Point localization data:
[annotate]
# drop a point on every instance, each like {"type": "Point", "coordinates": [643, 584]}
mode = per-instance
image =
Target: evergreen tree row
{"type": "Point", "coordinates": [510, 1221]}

### EXERCISE AIM
Copy out every line from the data above in which the word "instance" occurs.

### OUTPUT
# drop a point on every instance, each like {"type": "Point", "coordinates": [643, 584]}
mode = per-instance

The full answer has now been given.